Problem:
Among the records below, one line contains "cable for me thx"; copy that line and all that follow it, exactly as written.

Given entries:
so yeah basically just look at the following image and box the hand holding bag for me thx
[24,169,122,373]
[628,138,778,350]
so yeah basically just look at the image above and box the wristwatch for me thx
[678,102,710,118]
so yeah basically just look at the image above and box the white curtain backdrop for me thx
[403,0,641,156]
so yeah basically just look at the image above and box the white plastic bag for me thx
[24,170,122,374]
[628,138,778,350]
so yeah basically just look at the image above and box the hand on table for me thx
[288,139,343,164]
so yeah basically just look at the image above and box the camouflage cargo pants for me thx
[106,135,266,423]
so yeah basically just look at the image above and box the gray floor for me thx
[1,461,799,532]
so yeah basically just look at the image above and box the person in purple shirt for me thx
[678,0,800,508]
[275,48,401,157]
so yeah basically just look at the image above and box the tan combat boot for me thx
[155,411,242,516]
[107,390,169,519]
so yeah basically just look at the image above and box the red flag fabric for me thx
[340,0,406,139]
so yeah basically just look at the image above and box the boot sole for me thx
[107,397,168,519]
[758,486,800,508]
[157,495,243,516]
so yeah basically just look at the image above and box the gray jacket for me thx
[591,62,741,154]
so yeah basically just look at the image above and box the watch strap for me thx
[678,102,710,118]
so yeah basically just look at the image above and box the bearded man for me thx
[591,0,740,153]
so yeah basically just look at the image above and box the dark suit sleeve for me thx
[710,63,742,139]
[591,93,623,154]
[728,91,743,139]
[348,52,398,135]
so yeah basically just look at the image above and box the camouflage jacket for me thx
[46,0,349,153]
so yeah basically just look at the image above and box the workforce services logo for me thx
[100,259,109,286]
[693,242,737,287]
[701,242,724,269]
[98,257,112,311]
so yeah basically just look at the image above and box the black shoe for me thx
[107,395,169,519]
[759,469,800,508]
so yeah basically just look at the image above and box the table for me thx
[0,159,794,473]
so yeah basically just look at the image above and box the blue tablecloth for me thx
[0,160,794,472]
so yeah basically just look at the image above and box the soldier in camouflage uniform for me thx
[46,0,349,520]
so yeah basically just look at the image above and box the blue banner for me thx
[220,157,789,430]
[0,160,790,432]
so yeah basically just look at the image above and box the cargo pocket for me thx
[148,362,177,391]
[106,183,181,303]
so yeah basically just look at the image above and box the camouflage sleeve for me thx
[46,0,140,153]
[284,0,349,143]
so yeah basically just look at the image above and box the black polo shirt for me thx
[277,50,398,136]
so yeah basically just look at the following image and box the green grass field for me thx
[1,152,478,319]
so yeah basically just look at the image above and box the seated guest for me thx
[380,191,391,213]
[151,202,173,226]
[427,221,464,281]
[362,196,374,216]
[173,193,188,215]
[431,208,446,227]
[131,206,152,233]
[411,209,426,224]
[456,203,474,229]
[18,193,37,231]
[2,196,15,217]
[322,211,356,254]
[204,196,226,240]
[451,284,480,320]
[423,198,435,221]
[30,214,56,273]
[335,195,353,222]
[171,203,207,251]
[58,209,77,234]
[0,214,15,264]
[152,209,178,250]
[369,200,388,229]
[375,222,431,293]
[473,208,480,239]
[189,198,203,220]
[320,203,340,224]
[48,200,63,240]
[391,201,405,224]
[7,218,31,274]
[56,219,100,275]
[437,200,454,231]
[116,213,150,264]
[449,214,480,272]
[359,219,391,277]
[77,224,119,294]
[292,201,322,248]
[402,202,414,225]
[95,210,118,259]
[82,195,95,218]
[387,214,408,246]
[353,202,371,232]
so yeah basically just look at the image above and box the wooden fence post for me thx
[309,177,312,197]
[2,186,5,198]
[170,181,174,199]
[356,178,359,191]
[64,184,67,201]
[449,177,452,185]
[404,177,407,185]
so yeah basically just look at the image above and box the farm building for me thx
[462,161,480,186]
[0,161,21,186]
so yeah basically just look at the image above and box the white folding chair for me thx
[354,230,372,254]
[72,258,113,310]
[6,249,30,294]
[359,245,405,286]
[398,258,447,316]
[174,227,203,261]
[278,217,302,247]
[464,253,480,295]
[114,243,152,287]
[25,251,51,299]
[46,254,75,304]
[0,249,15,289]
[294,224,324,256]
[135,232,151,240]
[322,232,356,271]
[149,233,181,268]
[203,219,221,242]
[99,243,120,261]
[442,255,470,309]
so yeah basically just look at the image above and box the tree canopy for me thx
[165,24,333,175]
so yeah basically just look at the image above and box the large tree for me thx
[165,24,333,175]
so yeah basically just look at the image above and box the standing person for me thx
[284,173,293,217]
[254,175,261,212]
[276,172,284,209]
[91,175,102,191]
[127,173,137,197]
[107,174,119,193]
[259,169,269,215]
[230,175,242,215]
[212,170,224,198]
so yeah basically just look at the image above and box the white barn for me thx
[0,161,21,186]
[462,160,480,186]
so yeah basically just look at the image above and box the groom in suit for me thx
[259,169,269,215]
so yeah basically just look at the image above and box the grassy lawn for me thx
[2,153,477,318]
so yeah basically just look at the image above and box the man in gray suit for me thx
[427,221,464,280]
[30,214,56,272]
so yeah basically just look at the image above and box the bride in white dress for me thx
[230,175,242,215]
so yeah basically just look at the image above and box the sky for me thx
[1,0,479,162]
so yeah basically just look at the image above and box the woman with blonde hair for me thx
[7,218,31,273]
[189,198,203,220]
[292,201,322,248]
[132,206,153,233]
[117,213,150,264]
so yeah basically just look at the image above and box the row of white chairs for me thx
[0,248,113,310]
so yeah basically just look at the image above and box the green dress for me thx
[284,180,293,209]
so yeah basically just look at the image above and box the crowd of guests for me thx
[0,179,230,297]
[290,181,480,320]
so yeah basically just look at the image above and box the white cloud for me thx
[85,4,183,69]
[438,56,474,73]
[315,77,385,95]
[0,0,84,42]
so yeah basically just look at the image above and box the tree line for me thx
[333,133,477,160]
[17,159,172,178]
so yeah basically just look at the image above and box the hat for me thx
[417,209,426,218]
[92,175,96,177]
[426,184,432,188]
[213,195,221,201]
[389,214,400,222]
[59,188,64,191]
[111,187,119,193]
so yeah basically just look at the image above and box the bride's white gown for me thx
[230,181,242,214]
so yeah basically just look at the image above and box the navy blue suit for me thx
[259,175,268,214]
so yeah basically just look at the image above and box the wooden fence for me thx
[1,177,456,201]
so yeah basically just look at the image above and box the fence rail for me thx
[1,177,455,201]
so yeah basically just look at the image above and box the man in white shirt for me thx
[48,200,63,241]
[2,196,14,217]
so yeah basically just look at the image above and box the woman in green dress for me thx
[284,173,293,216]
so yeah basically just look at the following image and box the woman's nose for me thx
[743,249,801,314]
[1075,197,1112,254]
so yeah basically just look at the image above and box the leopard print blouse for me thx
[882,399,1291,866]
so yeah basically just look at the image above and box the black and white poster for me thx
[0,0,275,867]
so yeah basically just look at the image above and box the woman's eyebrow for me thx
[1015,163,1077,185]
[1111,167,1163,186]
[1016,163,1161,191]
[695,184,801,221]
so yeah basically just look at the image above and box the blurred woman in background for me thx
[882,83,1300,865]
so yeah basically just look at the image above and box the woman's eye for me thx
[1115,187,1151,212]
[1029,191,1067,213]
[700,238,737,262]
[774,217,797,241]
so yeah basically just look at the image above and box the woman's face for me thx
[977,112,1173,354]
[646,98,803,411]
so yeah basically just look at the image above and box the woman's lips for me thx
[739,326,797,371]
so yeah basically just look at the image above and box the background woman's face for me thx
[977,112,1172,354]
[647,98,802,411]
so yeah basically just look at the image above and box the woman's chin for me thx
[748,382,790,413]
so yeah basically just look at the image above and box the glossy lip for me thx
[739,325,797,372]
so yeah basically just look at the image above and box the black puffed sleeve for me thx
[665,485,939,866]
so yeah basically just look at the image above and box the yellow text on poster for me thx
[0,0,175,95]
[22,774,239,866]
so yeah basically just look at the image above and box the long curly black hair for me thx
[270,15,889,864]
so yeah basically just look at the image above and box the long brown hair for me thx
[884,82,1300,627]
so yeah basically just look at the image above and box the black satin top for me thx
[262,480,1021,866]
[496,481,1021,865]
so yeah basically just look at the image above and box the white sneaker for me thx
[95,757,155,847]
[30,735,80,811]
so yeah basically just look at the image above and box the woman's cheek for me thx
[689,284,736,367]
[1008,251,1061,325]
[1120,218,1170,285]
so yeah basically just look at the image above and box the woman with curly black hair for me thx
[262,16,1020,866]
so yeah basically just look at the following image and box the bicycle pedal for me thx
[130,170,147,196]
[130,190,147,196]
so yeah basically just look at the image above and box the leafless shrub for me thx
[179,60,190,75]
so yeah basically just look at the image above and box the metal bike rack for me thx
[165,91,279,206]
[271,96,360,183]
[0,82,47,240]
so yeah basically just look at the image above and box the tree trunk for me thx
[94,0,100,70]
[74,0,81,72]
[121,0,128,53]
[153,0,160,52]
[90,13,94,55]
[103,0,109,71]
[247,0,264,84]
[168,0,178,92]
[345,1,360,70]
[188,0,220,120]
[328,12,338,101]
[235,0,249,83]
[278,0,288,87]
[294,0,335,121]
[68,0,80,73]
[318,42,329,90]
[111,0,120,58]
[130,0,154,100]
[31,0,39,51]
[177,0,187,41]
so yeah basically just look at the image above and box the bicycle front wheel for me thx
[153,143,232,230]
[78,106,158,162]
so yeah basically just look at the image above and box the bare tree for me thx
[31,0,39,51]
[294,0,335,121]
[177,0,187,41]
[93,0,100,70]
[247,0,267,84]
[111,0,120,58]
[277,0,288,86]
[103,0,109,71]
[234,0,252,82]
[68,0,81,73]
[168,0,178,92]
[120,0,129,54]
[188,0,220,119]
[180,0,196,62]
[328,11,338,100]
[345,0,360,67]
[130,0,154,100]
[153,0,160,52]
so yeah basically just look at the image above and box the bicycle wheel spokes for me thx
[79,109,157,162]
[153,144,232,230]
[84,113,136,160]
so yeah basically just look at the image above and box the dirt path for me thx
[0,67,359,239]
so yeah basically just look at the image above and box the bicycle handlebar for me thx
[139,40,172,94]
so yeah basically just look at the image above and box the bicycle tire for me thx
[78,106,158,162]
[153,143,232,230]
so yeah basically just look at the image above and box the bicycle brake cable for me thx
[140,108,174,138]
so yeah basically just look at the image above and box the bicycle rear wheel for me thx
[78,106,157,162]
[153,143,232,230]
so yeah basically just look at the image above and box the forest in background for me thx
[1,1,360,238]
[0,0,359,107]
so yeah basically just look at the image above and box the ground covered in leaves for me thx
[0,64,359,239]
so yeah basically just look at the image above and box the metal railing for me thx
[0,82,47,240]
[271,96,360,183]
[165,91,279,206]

Answer box:
so yeah basically just look at the image above and box the bicycle brake cable for me thx
[140,108,174,138]
so yeah basically just look at the image above and box the bicycle rear wheel for me thx
[78,106,157,162]
[153,143,232,230]
so yeah basically just look at the image above and box the forest in background for me thx
[1,1,360,238]
[0,0,359,107]
so yeah basically just look at the image above and box the ground covered in leaves for me thx
[0,64,359,239]
so yeah basically just look at the image above and box the metal railing for me thx
[0,82,47,240]
[271,96,360,183]
[165,91,279,206]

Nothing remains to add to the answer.